Collection entries:
/---
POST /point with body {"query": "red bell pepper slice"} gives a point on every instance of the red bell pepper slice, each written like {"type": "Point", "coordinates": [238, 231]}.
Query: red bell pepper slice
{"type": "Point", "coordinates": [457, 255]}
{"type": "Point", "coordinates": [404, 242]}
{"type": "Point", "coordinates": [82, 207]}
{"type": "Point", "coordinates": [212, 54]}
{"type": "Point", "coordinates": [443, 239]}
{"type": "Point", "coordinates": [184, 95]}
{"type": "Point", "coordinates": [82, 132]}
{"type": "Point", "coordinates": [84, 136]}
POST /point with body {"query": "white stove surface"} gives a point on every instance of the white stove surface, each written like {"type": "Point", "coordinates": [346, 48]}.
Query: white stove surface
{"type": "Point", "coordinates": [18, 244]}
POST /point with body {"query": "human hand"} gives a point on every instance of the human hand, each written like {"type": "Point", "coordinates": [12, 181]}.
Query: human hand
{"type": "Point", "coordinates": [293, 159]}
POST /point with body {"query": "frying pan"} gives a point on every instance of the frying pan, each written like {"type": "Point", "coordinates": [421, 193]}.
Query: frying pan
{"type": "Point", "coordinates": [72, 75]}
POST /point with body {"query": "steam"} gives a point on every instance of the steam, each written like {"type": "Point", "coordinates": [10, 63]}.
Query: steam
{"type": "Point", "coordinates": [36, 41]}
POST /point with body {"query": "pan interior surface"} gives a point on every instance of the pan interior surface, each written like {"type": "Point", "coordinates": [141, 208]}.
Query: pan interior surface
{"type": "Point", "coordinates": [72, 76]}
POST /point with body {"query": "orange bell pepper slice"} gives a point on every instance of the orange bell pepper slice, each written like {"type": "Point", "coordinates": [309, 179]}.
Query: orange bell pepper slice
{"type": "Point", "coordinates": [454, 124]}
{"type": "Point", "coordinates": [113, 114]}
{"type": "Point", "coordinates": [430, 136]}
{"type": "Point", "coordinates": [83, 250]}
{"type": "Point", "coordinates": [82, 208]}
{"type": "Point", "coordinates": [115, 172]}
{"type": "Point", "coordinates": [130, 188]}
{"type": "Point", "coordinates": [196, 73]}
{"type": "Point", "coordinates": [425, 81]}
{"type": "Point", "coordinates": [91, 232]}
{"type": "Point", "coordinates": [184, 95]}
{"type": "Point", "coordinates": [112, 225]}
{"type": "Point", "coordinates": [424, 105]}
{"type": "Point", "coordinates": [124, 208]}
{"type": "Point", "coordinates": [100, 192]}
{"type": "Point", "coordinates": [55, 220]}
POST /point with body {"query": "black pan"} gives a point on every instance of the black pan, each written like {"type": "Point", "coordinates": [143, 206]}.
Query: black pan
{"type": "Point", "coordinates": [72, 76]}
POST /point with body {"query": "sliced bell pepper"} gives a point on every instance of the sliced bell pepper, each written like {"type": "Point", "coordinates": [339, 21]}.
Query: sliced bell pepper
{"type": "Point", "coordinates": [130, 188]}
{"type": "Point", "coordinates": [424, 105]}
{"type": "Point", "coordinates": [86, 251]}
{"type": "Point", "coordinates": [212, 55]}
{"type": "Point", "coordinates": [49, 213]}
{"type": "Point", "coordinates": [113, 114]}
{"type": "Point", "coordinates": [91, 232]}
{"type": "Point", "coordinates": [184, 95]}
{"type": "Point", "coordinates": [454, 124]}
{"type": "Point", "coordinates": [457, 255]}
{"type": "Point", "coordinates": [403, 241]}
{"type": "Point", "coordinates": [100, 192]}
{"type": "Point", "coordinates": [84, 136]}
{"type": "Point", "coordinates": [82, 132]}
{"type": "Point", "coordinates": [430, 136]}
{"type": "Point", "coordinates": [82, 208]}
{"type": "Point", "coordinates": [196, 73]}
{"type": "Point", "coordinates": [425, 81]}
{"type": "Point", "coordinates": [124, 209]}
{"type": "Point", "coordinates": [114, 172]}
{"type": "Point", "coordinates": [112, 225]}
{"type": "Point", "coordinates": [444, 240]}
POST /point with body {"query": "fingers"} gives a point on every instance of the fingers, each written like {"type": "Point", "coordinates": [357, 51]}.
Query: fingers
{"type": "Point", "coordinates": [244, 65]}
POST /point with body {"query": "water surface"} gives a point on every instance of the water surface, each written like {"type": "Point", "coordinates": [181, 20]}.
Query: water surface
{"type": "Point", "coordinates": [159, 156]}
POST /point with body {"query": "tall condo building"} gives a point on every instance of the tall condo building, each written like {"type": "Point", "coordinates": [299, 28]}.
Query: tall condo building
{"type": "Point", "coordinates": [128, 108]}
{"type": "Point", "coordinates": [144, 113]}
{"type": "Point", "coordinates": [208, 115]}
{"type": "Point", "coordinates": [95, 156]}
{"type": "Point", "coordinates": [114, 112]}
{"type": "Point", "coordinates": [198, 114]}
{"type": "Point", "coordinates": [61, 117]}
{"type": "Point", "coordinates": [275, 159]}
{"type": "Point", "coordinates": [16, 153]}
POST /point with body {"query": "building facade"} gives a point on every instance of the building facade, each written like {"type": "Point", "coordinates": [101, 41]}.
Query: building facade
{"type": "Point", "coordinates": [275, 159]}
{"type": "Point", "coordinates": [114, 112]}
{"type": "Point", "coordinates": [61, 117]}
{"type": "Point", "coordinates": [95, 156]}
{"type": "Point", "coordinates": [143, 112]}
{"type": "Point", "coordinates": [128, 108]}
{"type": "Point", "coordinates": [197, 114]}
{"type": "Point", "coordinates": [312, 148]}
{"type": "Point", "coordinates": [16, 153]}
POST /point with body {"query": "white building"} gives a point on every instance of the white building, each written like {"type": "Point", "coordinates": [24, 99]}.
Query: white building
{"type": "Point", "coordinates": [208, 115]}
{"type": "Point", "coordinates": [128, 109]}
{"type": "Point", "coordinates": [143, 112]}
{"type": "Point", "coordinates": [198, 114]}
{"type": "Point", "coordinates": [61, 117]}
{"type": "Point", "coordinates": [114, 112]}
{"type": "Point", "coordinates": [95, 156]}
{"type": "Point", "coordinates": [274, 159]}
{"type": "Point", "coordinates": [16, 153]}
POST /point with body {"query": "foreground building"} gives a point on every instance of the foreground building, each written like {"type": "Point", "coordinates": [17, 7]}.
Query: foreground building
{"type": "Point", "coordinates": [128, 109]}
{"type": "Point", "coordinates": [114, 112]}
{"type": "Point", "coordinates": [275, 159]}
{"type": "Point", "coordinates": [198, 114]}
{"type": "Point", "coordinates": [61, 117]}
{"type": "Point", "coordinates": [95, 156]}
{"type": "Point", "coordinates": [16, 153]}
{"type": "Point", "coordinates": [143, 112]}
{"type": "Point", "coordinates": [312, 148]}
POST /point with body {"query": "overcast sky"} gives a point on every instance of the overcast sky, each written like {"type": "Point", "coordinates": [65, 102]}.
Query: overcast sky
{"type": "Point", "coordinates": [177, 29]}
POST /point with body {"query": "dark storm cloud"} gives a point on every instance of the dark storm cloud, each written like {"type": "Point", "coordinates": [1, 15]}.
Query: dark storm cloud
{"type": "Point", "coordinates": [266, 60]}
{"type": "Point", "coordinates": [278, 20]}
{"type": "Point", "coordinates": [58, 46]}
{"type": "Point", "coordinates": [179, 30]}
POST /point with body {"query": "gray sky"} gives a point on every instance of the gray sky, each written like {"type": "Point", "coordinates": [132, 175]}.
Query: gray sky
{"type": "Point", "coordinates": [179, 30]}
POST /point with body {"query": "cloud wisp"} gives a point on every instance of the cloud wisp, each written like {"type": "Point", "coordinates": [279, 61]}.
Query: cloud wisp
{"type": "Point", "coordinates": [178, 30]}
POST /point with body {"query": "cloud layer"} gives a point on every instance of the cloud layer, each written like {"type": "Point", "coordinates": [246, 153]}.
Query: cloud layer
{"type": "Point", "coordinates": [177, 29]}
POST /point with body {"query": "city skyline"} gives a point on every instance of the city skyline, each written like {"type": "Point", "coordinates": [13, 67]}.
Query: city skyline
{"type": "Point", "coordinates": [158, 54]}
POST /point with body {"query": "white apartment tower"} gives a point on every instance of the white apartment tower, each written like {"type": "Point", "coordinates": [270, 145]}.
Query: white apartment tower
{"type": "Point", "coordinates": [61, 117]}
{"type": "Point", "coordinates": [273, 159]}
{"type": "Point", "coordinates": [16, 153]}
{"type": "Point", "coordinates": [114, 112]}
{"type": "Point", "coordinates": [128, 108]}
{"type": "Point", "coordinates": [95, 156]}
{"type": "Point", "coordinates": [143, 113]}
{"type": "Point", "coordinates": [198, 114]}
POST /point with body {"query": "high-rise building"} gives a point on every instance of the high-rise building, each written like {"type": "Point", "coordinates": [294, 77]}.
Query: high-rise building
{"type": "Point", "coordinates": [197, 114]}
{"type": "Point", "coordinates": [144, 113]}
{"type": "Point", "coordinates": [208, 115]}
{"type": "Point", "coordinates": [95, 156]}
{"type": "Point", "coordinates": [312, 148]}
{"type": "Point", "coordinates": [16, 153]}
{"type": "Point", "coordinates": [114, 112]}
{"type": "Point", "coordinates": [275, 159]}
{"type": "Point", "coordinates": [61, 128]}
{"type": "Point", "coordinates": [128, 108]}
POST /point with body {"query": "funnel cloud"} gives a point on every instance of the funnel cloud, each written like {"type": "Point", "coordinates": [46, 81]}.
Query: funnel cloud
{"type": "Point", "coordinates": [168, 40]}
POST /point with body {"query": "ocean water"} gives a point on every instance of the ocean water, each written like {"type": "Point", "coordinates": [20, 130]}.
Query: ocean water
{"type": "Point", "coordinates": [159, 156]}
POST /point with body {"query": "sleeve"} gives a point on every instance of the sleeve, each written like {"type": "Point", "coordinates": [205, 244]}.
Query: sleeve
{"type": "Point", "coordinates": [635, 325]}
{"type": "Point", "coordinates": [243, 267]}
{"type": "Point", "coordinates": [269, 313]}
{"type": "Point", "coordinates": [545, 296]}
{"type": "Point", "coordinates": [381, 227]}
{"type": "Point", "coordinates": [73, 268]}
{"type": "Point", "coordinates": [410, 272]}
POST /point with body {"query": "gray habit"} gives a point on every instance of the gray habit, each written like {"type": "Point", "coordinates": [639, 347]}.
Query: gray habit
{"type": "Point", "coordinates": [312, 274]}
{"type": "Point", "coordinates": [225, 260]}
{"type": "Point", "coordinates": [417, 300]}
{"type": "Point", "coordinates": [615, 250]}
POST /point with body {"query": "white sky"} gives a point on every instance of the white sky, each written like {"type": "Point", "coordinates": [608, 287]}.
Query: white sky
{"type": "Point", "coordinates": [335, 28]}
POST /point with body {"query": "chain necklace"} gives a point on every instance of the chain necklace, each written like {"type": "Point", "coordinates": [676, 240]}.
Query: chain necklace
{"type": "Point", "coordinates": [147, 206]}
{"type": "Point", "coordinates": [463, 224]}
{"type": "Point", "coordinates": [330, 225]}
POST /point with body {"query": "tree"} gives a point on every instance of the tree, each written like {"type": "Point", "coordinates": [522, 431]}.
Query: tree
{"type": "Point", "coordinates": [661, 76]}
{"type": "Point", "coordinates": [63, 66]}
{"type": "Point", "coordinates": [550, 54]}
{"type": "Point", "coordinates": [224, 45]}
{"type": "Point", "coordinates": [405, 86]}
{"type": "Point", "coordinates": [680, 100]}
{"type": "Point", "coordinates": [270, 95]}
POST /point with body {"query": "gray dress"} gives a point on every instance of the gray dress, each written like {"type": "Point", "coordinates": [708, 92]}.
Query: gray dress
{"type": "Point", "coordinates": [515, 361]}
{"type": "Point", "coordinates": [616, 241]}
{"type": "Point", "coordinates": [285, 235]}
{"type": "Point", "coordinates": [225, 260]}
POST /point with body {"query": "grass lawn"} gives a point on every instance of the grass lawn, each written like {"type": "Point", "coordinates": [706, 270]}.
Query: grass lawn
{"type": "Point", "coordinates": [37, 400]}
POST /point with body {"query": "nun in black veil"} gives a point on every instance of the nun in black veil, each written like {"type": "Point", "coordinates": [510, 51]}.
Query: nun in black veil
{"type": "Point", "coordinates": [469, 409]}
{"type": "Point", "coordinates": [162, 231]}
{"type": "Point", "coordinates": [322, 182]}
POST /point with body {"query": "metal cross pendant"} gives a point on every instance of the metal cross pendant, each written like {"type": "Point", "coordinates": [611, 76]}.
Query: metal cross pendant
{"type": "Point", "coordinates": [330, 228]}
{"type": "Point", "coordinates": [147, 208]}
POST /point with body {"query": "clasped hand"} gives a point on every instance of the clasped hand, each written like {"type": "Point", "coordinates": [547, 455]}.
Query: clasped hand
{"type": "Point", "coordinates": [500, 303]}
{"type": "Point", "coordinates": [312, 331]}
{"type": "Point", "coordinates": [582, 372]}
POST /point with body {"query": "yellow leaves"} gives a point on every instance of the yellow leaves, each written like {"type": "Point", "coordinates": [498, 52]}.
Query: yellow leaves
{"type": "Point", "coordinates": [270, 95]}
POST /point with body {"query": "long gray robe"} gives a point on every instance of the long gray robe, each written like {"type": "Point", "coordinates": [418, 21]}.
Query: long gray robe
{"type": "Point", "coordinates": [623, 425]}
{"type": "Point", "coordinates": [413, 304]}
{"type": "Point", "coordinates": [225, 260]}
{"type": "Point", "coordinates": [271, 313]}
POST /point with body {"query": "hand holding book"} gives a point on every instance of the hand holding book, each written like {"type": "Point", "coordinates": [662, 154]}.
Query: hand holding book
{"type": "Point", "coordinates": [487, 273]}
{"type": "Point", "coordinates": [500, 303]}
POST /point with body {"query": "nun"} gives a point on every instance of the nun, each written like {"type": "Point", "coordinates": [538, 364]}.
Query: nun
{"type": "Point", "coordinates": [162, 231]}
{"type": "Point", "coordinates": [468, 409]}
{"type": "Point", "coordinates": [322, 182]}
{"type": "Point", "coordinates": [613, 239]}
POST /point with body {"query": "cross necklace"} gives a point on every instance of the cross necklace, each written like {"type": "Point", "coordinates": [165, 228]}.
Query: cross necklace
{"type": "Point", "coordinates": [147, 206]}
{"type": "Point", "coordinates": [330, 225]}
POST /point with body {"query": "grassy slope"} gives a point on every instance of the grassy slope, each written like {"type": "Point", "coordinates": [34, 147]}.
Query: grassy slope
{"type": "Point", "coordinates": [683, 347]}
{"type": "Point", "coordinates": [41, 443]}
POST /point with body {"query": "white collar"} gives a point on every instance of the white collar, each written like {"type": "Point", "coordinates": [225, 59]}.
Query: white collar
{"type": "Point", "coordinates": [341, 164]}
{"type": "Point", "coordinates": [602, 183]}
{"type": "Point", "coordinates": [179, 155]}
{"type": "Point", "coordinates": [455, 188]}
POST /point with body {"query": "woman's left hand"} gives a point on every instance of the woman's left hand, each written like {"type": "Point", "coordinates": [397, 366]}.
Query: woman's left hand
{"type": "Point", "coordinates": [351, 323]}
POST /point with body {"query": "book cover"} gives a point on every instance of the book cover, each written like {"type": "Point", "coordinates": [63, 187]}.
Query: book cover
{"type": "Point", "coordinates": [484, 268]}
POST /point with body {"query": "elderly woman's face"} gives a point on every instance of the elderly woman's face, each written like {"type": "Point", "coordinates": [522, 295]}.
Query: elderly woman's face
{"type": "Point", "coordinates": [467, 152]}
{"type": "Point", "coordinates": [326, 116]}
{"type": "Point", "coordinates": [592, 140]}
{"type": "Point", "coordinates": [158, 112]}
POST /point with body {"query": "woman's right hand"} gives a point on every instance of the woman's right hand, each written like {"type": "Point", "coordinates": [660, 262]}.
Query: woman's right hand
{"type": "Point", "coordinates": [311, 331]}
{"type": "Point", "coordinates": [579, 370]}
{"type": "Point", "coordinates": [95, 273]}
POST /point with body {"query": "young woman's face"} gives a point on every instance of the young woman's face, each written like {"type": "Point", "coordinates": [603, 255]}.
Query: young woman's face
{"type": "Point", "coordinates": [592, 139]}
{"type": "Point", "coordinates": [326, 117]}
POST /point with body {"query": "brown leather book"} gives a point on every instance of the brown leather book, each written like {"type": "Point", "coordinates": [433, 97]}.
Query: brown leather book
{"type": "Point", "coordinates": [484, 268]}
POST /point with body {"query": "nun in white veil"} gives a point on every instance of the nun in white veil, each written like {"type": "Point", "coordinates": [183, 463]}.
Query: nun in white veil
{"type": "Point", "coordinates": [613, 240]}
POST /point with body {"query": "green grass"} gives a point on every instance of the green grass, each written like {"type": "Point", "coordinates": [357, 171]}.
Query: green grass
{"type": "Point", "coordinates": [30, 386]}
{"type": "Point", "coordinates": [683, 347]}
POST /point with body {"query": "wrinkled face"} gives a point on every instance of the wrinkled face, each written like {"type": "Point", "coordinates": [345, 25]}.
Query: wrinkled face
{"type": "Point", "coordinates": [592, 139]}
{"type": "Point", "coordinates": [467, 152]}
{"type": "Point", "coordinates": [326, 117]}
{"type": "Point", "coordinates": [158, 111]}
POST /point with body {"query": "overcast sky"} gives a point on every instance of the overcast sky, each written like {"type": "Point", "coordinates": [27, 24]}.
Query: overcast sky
\---
• **Instructions for the task**: Between the first line of the entries above and the line with "the pan interior", both included, copy every line exactly and nothing outside that range.

• **Response to the exercise**:
POST /point with body {"query": "red bell pepper slice"} gives a point on every instance of the red bell pepper slice, each written like {"type": "Point", "coordinates": [238, 231]}.
Query: red bell pepper slice
{"type": "Point", "coordinates": [457, 255]}
{"type": "Point", "coordinates": [404, 242]}
{"type": "Point", "coordinates": [82, 207]}
{"type": "Point", "coordinates": [212, 54]}
{"type": "Point", "coordinates": [443, 239]}
{"type": "Point", "coordinates": [184, 95]}
{"type": "Point", "coordinates": [82, 132]}
{"type": "Point", "coordinates": [84, 136]}
POST /point with body {"query": "white stove surface"} gives a point on every instance of the white stove surface, each written like {"type": "Point", "coordinates": [346, 48]}.
Query: white stove surface
{"type": "Point", "coordinates": [18, 244]}
POST /point with body {"query": "human hand"} gives a point on every instance of the human hand, each written like {"type": "Point", "coordinates": [12, 181]}.
Query: human hand
{"type": "Point", "coordinates": [293, 159]}
POST /point with body {"query": "frying pan"} gives a point on every instance of the frying pan, each written like {"type": "Point", "coordinates": [421, 193]}.
Query: frying pan
{"type": "Point", "coordinates": [72, 75]}
POST /point with body {"query": "steam"} gives a point on every instance of the steam, each written like {"type": "Point", "coordinates": [10, 63]}.
Query: steam
{"type": "Point", "coordinates": [36, 41]}
POST /point with body {"query": "pan interior surface"} gives a point on every instance of the pan interior surface, each written like {"type": "Point", "coordinates": [141, 208]}.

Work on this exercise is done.